-- start Data supplied --
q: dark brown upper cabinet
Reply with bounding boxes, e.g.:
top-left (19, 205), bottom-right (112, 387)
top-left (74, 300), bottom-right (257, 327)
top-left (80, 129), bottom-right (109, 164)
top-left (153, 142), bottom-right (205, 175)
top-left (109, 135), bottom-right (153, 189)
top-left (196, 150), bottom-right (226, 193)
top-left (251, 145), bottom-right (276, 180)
-- end Data supplied --
Task to complete » Print all of the records above verbatim, line for line.

Final result »
q: dark brown upper cabinet
Reply with bounding boxes, e.g.:
top-left (19, 205), bottom-right (112, 387)
top-left (74, 300), bottom-right (257, 327)
top-left (80, 129), bottom-right (109, 164)
top-left (153, 142), bottom-right (205, 175)
top-left (109, 135), bottom-right (153, 189)
top-left (196, 150), bottom-right (226, 193)
top-left (251, 145), bottom-right (276, 180)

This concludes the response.